* Problem description
Give the records again in full, exactly as written.

Excerpted data section start

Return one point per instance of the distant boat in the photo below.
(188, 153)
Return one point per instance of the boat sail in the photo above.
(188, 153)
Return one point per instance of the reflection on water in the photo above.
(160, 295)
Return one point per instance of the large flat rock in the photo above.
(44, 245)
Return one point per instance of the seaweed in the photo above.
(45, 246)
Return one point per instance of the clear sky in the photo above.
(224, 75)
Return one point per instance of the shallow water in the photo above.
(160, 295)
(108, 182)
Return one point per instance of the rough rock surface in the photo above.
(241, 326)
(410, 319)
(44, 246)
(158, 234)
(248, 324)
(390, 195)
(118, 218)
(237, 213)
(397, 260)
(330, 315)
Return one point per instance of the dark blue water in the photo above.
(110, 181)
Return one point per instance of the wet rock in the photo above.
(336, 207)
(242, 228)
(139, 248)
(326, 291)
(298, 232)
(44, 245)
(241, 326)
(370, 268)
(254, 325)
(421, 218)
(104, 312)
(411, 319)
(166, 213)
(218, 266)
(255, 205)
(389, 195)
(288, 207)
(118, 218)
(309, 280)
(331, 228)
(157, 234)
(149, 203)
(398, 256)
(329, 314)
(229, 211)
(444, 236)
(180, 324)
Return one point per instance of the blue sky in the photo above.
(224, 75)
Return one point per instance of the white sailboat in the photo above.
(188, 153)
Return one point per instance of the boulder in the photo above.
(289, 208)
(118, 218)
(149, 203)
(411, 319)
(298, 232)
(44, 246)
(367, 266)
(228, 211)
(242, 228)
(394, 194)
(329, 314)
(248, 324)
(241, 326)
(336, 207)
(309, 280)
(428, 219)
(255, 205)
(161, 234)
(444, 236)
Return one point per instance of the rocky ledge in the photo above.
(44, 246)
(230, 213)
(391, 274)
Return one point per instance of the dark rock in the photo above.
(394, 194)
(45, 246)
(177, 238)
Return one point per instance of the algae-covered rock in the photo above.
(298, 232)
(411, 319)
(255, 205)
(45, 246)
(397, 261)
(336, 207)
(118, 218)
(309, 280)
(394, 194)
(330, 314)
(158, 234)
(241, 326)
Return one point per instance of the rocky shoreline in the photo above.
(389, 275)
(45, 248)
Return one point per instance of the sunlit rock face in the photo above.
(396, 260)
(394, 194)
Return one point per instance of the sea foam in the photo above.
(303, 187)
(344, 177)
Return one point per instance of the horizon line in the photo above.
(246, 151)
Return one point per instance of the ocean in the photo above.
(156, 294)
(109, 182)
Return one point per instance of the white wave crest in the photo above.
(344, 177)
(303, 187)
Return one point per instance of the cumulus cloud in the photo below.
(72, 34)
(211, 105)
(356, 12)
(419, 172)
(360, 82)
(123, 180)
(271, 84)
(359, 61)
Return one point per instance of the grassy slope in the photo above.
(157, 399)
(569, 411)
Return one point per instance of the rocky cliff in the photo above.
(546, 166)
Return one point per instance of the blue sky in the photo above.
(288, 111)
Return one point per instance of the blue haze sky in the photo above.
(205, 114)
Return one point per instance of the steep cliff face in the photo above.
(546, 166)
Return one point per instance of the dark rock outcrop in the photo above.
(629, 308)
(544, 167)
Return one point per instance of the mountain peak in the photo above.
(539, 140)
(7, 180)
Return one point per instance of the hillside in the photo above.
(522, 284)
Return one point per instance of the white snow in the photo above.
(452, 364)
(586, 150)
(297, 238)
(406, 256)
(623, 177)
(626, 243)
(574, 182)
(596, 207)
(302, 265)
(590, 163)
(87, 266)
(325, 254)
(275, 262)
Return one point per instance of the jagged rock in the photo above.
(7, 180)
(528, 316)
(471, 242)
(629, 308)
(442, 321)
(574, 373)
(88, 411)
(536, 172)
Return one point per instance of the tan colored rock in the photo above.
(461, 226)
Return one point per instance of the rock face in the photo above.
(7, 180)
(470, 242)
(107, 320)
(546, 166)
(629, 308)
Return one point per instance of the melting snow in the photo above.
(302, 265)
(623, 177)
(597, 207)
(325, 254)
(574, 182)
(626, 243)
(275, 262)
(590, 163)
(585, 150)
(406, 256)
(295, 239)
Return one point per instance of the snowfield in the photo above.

Excerpted data section end

* Response
Return one point per instance of the distant boat in the photo below.
(188, 153)
Return one point per instance of the boat sail in the photo above.
(188, 153)
Return one point per instance of the reflection on water in the photo above.
(160, 295)
Return one point per instance of the large flat rock in the photo above.
(44, 245)
Return one point per instance of the seaweed in the photo above.
(45, 246)
Return one point per instance of the clear sky in the photo above.
(224, 75)
Return one point per instance of the shallow water in the photo above.
(160, 295)
(108, 182)
Return one point per instance of the rough rock surface in the photo above.
(241, 326)
(410, 319)
(44, 246)
(158, 234)
(248, 324)
(390, 195)
(118, 218)
(237, 213)
(397, 260)
(330, 315)
Return one point per instance of the dark blue water in the photo above.
(110, 181)
Return one point per instance of the wet rock in the photo above.
(336, 207)
(242, 228)
(139, 248)
(326, 291)
(298, 232)
(44, 245)
(241, 326)
(370, 268)
(254, 325)
(421, 218)
(104, 312)
(411, 319)
(166, 213)
(218, 266)
(255, 205)
(389, 195)
(288, 207)
(118, 218)
(309, 280)
(331, 228)
(157, 234)
(149, 203)
(398, 256)
(329, 314)
(229, 211)
(444, 236)
(180, 324)
Return one point per instance of the blue sky in the photo above.
(224, 75)
Return one point per instance of the white sailboat in the photo above.
(188, 153)
Return one point per instance of the boulder in the photo above.
(289, 208)
(118, 218)
(149, 203)
(411, 319)
(298, 232)
(44, 246)
(367, 266)
(228, 211)
(242, 228)
(394, 194)
(329, 314)
(248, 324)
(241, 326)
(336, 207)
(309, 280)
(428, 219)
(255, 205)
(161, 234)
(444, 236)
Return one point per instance of the rocky ledge in the photo above.
(44, 246)
(230, 213)
(391, 274)
Return one point per instance of the dark rock in the photo above.
(394, 194)
(45, 246)
(177, 238)
Return one point per instance of the algae-covered rock in the photo above.
(298, 232)
(411, 319)
(255, 205)
(45, 246)
(397, 261)
(336, 207)
(118, 218)
(309, 280)
(394, 194)
(330, 314)
(158, 234)
(241, 326)
Return one point per instance of the rocky shoreline in the photo above.
(389, 275)
(45, 248)
Return one point per instance of the sunlit rock face in the photo above.
(396, 260)
(394, 194)
Return one point per instance of the sea foam in the photo above.
(303, 187)
(344, 177)
Return one point per instance of the horizon line in the photo above.
(246, 151)
Return one point per instance of the ocean in the photo above.
(156, 294)
(109, 182)
Return one point per instance of the white wave crest in the photo above.
(344, 177)
(303, 187)
Return one point per instance of the cumulus cloud in the photo below.
(72, 34)
(211, 105)
(356, 12)
(419, 172)
(360, 82)
(123, 180)
(271, 84)
(359, 61)
Return one point per instance of the grassy slope in the photo above.
(157, 399)
(569, 411)
Return one point per instance of the rocky cliff in the photo above.
(546, 166)
Return one point per instance of the blue sky in the photo above.
(288, 111)
Return one point per instance of the blue haze sky in the photo above.
(205, 114)
Return one point per instance of the steep cliff face in the photo above.
(546, 166)
Return one point per instance of the dark rock outcrop in the photo above.
(629, 308)
(544, 167)
Return one point per instance of the mountain peak in the photo above.
(539, 140)
(7, 180)
Return one point per instance of the hillside in the photo above.
(522, 284)
Return one point per instance of the white snow in the photo above.
(452, 364)
(586, 150)
(297, 238)
(406, 256)
(623, 177)
(626, 243)
(574, 182)
(596, 207)
(302, 265)
(590, 163)
(87, 266)
(325, 254)
(275, 262)
Return one point per instance of the jagged rock in the photo above.
(7, 180)
(528, 316)
(471, 242)
(629, 308)
(442, 321)
(574, 373)
(88, 411)
(536, 172)
Return one point per instance of the tan colored rock in the photo above.
(461, 226)
Return one point per instance of the rock face in the photo above.
(7, 180)
(470, 242)
(107, 320)
(546, 166)
(629, 308)
Return one point per instance of the melting snow in the photo above.
(302, 265)
(623, 177)
(597, 207)
(325, 254)
(574, 182)
(626, 243)
(275, 262)
(590, 163)
(585, 150)
(406, 256)
(295, 239)
Return one point per instance of the snowfield in the photo above.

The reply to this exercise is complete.